▶ [Required actions]
#1 Copy the section of the multi-repo versus mono-repo guide that begins with the words containing "In a multi-repo" and ends with "look at mono-repo.", swapping "duplication" for "redundancy".
#2 Answer these questions using the multi-repo versus mono-repo guide:
(a) What is "multi-repo" short for?
(b) Which three parts does the guide say the React project includes?
(c) Who does the guide say is hit hardest by slow performance in a growing mono-repo?

··· Source passage ···

Multi-repo vs. Mono-repo: A Practical Guide (with Source Code)

Repository Management Approaches

Multi-repo

Short for Multiple Repositories.

In a multi-repo setup, every project or component lives in its own version control repository. Key traits:

• Each project has its own codebase and its own commit history
• Projects stay isolated and can use different frameworks, languages, or stacks
• Stronger code isolation, since each repo is independent
• Works well for large projects or organizations with multiple independent teams

Most product codebases are multi-repo by default. The pain shows up when you need to develop several libraries that depend on one another — coordination across repos gets painful fast. Take React: the project includes the React core, React DOM, and React Native, and these modules share a lot of code and dependencies. With a mono-repo, they all live in one codebase, which kills duplication and makes shared code easy to reuse. Let’s take a closer look at mono-repo.

Mono-repo

Short for Monolithic Repository.

A mono-repo holds multiple projects or components in a single version control repository. Key traits:

• All projects share one codebase and one commit history
• Encourages code sharing and centralized management
• Simplifies dependency management
• Works well for small-to-medium projects or related projects that need tight integration

As mentioned, projects like React are a near-perfect fit for a mono-repo. That said, mono-repos come with real downsides:

• Performance: as the repo grows, pulling code that spans many functions and contexts can get slow. This hits new contributors and CI/CD (Continuous Integration / Continuous Deployment) pipelines hardest.

··· Data supplied ···

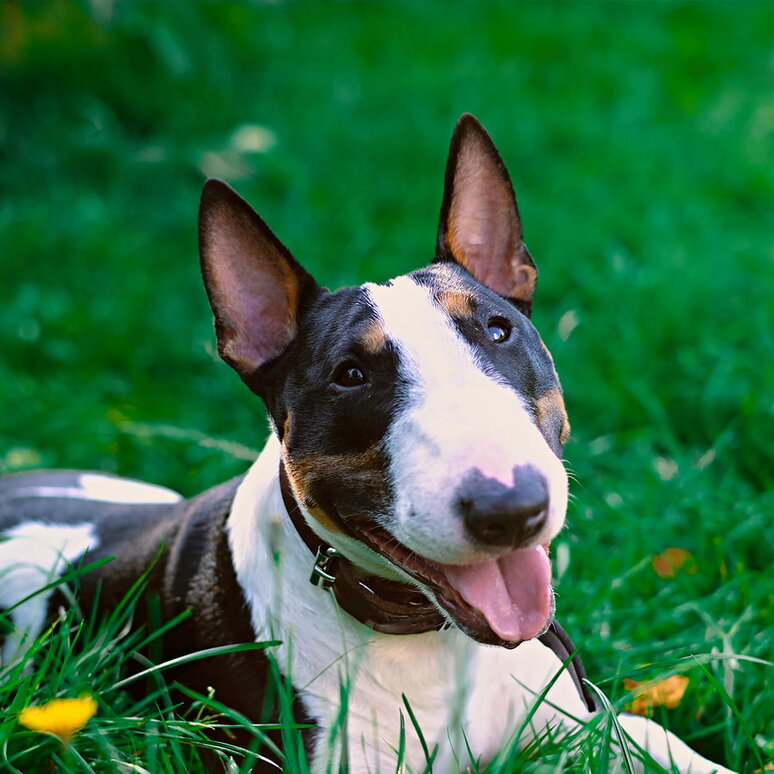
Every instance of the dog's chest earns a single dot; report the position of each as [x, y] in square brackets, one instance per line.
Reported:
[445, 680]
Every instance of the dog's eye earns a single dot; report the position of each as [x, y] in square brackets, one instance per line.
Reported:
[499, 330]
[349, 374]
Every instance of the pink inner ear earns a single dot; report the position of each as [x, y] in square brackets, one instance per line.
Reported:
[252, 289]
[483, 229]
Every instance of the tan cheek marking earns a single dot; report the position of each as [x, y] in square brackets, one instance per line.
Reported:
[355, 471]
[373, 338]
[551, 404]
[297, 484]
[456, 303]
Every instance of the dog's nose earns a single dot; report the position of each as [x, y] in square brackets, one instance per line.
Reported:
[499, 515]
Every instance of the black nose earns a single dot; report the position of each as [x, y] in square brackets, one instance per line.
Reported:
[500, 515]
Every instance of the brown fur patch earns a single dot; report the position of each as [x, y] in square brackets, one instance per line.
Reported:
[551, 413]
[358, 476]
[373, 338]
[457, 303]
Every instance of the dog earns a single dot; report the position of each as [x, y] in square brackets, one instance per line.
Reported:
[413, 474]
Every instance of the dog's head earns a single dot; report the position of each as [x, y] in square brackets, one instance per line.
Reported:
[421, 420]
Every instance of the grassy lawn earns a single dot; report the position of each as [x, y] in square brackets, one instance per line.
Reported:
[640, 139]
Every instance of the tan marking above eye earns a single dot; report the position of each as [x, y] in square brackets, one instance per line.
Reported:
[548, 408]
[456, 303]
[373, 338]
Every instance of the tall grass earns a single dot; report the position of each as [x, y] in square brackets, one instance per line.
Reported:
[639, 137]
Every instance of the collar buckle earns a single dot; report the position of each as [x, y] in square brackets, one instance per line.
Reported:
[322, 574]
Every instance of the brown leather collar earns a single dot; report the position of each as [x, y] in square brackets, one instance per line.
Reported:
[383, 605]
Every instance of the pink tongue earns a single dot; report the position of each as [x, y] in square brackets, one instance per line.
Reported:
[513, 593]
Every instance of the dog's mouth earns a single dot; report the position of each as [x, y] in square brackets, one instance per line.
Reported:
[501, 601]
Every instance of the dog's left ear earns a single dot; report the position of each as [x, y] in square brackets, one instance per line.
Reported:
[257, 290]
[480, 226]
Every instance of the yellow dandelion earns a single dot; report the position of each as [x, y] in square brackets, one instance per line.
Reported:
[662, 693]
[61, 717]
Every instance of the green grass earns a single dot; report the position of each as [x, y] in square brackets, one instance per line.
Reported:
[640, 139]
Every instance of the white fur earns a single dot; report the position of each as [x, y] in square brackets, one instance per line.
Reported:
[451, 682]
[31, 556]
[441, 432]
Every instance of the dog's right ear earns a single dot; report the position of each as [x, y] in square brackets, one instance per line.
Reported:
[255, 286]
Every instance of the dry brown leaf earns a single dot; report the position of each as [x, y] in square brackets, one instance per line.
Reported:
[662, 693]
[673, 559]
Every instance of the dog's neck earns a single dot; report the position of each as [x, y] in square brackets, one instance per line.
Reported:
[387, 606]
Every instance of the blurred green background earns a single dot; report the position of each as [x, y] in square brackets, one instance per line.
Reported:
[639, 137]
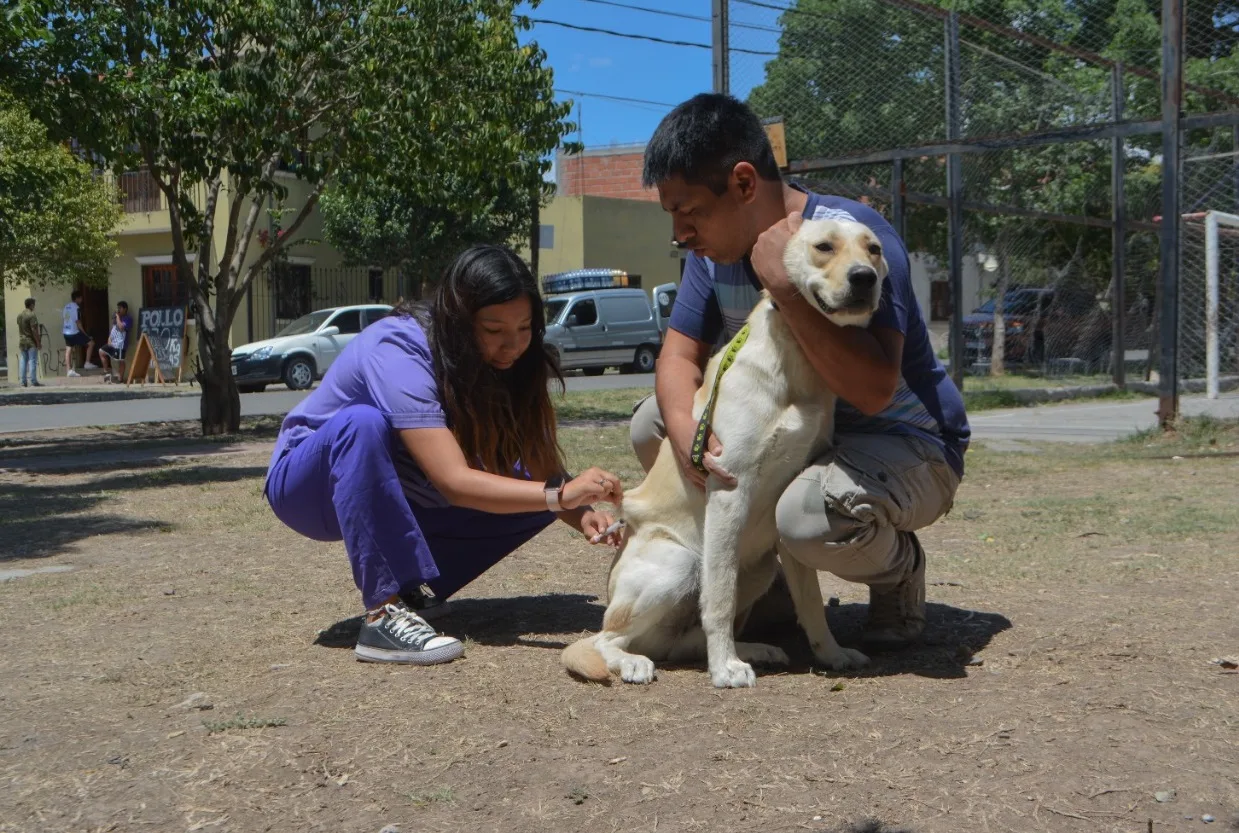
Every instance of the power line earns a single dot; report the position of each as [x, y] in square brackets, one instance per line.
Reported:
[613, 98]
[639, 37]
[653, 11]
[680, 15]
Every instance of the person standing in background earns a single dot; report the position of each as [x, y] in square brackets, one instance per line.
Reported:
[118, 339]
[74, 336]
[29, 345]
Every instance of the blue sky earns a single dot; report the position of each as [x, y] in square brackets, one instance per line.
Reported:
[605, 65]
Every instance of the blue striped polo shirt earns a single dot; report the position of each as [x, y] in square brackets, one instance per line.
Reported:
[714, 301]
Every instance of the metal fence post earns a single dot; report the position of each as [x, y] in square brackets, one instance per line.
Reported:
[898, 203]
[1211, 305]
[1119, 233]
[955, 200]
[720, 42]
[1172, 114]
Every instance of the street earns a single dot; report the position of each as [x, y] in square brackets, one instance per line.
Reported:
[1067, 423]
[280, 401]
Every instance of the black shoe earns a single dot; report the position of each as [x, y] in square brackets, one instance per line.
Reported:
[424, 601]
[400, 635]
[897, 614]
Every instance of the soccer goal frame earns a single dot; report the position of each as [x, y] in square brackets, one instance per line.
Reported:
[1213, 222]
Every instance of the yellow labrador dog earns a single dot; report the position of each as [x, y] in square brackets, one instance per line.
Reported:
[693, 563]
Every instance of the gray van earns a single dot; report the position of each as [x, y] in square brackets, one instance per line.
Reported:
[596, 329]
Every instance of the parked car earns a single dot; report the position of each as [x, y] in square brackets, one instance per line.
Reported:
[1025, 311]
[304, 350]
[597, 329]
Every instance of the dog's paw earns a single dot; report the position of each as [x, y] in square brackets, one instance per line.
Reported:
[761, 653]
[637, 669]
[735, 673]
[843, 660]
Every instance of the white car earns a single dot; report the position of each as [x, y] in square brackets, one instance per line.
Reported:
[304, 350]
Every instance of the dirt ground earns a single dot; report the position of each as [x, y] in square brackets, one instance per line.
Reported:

···

▶ [Set of answers]
#1
In a multi-repo setup, every project or component lives in its own version control repository. Key traits:

• Each project has its own codebase and its own commit history
• Projects stay isolated and can use different frameworks, languages, or stacks
• Stronger code isolation, since each repo is independent
• Works well for large projects or organizations with multiple independent teams

Most product codebases are multi-repo by default. The pain shows up when you need to develop several libraries that depend on one another — coordination across repos gets painful fast. Take React: the project includes the React core, React DOM, and React Native, and these modules share a lot of code and dependencies. With a mono-repo, they all live in one codebase, which kills redundancy and makes shared code easy to reuse. Let’s take a closer look at mono-repo.

#2
(a) Multiple Repositories.
(b) The React core, React DOM, and React Native.
(c) New contributors and CI/CD (Continuous Integration / Continuous Deployment) pipelines.